[TEXT EXCERPT]
---

Currently Nutanix NX nodes support Intel Platinum 8180 processors which have 28 physical cores @ 2.5 GHz per socket for a total of 56 physical cores (112 threads).

If you had say an existing physical server using a fairly modern Intel Broadwell E5-2699 v4 with dual 22 physical core processors, you have a total SPECint_rate of 1760 or 40 per core.

Compare that to the Intel Platinum 8180 processor and you have a total SPECint_rate of 2720 or 48.5 per core.

This is an increase per core of 21.25%.

So if you’re moving from that physical server using Intel Broadwell E5-2699 v4 CPUs (44 cores) and you move that workload to Nutanix with ZERO CPU overcommitment (vCPU:pCore ratio 1:1) using the Intel Platinum 8180 processor, assuming we reserve 8 pCores for the CVM we still have 48 pCores for the SQL VM.

That’s a SpecIntRate of 2328 which is higher than the physical server using all cores.

That’s over 32% more CPU performance for the Virtual Machine compared to the dedicated physical server.

The reality is the Nutanix CVM and Acropolis Distributed Storage Fabric (ADSF) provides high performance, low latency storage which also drives further CPU efficiency by eliminating CPU WAIT (CPU cycles wasted waiting for I/O to complete).

As you can see from this simple example, a Virtual Machine on Nutanix can easily replace even a modern physical server and even provide better performance with only one generation newer CPU. Think about how your 3-5 year old physical servers will feel when they jump multiple generations of CPU and get scale out flash based storage.

Example 2: A VM (genuinely) needs more CPU/RAM than Nutanix nodes have.

SQL/Oracle DBA: Our application/s is needs more CPU/RAM than our biggest node/s can provide.

Nutanix: You have several options:

a) Purchase one or more larger node (e.g.: NX-8035-G6 w/ Intel Platinum or Gold Processors, add them to the existing cluster and live migrate your VM/s to that/those nodes. Use affinity rules to keep critical VMs on the highest performance nodes.

Nutanix supports mixing different hardware types/generations in the same cluster and this can be a preferred option over creating a dedicated cluster for several reasons.

  • Larger clusters provide more targets for replication traffic (i.e.: RF2 or RF3) meaning lower average write latency
  • Larger clusters provide higher resiliency as they can potentially tolerate more failures and rebuild follow a drive/node or nodes failing faster.
  • Larger clusters help ensure the impact of a failure is lower as a lower percentage of cluster resources are lost

b) Purchase one or more larger node (e.g.: NX-8035-G6 w/ Intel Platinum or Gold Processors, and create a new cluster and migrate your VM/s to that cluster.

A dedicated cluster may sound attractive, but in most cases I recommend mix workload clusters as they ultimately provide higher performance, resiliency and flexibility.

---

[GIVEN INFORMATION]
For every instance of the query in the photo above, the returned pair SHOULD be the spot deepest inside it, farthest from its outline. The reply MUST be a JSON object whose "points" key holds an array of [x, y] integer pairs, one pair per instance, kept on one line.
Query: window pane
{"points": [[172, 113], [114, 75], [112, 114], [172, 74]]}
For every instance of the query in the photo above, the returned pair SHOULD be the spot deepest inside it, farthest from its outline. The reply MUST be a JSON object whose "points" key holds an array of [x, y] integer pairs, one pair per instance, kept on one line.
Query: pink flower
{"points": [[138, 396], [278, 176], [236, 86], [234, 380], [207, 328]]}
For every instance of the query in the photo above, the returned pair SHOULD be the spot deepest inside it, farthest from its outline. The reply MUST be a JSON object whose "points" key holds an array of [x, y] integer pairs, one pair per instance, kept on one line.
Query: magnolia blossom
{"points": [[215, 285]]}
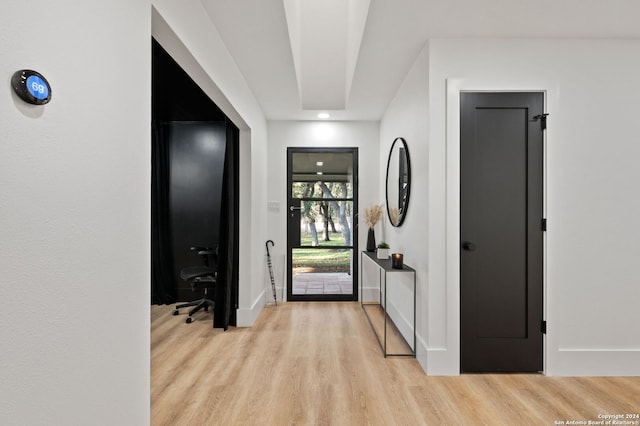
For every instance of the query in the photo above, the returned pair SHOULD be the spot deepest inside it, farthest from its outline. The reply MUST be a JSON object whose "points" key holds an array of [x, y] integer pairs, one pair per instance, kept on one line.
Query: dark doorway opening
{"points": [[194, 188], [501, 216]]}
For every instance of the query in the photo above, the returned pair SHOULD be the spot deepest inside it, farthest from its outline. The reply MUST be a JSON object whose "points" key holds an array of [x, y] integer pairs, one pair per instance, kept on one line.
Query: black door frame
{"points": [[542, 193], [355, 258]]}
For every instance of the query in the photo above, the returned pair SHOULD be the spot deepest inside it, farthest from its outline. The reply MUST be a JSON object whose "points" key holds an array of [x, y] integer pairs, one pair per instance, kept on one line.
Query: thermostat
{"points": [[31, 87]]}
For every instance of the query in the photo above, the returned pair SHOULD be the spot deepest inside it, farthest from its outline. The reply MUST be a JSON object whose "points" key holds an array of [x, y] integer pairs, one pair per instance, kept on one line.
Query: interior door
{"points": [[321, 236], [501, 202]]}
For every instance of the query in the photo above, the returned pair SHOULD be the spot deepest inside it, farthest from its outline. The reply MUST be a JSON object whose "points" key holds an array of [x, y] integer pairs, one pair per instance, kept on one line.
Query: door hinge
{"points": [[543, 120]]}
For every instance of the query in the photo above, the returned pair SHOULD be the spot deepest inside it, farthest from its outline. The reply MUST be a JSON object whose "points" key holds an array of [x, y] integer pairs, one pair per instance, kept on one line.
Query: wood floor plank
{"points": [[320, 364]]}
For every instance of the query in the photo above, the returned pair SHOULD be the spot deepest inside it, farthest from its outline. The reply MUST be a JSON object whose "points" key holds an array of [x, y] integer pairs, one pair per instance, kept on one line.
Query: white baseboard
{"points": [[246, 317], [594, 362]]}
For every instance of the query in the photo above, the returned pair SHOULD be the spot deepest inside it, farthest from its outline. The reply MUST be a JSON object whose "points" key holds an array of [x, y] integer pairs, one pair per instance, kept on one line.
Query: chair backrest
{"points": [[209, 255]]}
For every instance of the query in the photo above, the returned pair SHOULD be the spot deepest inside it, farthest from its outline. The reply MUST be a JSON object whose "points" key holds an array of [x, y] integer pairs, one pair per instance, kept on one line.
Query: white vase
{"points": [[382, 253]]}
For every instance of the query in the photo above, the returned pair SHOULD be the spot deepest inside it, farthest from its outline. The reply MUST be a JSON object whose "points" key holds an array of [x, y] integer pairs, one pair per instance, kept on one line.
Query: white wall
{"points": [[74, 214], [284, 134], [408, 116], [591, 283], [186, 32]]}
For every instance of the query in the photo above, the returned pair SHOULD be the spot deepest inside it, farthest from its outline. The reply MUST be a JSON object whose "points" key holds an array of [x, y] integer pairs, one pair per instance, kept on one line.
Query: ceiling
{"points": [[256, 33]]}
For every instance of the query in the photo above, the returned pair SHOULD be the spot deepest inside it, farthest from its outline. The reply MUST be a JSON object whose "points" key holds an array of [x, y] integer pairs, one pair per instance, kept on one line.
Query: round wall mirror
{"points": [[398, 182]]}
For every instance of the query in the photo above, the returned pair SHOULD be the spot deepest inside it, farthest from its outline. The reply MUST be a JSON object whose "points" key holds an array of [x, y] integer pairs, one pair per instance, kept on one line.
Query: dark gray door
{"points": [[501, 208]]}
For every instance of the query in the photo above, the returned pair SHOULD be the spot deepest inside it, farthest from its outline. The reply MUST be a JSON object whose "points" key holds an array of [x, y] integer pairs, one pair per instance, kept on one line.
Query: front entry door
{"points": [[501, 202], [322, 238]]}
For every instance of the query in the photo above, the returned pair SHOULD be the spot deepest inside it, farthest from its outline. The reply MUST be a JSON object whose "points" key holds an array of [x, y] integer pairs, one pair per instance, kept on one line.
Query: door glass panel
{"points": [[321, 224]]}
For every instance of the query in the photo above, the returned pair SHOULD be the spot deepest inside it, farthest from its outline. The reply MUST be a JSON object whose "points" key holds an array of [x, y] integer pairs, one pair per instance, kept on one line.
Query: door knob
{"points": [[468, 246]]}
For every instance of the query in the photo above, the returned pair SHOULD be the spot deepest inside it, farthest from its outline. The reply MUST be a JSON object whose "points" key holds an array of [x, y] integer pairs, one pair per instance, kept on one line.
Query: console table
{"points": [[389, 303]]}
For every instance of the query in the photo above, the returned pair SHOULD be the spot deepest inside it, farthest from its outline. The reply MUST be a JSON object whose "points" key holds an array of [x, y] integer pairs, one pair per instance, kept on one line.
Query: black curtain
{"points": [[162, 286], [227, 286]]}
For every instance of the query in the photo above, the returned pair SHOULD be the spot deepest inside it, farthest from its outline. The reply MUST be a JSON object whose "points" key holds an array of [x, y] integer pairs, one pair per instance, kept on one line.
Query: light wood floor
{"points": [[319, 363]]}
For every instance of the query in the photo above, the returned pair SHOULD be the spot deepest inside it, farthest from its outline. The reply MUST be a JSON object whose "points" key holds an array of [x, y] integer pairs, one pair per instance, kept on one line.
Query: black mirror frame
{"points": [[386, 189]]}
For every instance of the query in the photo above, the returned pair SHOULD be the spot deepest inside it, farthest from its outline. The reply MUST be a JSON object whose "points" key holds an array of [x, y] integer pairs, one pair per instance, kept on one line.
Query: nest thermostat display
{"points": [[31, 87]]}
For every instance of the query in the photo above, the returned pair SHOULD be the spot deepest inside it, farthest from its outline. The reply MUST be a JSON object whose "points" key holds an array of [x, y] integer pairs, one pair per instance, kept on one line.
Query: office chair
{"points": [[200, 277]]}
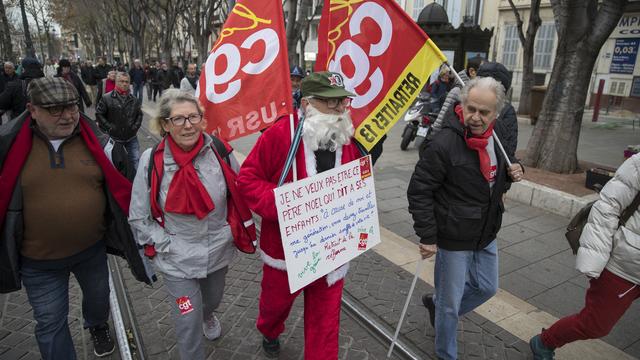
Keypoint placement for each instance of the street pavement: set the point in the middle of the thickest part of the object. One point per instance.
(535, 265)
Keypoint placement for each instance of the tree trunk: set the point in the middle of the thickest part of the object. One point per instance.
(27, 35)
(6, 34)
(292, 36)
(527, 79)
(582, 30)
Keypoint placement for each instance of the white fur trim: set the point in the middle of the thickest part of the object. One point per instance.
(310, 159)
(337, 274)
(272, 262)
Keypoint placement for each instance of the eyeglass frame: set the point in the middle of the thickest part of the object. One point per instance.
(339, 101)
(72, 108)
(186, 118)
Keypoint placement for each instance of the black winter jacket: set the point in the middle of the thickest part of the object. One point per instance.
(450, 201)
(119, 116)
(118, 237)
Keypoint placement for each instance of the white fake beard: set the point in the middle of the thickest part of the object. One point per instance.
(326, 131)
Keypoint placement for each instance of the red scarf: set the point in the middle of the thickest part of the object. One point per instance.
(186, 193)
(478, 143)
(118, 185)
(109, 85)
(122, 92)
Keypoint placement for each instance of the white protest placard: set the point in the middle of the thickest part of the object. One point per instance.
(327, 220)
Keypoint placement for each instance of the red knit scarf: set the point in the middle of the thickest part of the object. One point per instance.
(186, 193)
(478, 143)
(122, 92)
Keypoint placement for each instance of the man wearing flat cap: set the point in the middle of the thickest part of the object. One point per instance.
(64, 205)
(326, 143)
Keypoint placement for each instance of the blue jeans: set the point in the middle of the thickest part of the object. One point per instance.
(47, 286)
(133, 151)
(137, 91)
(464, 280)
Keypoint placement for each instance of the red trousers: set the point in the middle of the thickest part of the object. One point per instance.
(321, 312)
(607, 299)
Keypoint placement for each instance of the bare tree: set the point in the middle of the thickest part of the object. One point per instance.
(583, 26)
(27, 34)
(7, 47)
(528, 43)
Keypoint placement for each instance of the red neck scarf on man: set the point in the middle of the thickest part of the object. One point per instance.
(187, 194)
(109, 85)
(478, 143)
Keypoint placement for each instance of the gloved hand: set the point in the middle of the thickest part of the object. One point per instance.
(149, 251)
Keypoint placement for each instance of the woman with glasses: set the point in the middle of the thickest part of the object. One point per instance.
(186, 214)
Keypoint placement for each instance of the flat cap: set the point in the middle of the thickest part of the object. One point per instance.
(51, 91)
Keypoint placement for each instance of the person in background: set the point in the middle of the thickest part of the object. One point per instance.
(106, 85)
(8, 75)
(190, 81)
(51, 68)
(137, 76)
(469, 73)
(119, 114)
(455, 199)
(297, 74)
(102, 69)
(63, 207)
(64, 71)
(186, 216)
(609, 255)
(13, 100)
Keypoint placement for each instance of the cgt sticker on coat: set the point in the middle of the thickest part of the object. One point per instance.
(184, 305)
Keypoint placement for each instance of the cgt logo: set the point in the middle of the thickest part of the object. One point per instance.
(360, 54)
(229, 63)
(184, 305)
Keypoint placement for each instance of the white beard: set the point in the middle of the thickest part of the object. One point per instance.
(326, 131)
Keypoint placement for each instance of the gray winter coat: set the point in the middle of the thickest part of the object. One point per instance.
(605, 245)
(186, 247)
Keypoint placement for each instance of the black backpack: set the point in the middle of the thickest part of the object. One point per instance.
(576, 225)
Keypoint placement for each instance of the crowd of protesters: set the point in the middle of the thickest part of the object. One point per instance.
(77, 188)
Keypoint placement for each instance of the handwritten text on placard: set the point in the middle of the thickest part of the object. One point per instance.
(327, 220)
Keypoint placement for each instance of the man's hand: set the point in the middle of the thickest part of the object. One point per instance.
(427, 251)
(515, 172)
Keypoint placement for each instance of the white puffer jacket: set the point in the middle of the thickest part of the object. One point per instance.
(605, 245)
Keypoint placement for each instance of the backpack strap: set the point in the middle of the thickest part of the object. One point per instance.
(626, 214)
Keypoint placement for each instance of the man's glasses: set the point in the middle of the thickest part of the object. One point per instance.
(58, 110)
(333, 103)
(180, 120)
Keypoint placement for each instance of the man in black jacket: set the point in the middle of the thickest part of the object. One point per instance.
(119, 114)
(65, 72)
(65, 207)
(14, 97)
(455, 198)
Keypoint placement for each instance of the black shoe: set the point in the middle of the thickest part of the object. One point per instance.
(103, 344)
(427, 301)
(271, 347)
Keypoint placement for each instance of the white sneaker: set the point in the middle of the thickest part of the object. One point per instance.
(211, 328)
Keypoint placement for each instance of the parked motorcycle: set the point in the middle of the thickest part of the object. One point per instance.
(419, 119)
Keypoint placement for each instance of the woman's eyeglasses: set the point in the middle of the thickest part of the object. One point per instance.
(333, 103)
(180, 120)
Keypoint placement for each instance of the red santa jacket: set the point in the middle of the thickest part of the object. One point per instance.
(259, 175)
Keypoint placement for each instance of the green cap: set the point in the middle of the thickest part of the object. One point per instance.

---

Revise the Nutanix CPU passage starting at "If you had say" and ending at "core of 21.25%.", changing "per core" to "per physical core". The lines have no connection to the Nutanix CPU passage.

[REPLY TO THE TASK]
If you had say an existing physical server using a fairly modern Intel Broadwell E5-2699 v4 with dual 22 physical core processors, you have a total SPECint_rate of 1760 or 40 per physical core.

Compare that to the Intel Platinum 8180 processor and you have a total SPECint_rate of 2720 or 48.5 per physical core.

This is an increase per physical core of 21.25%.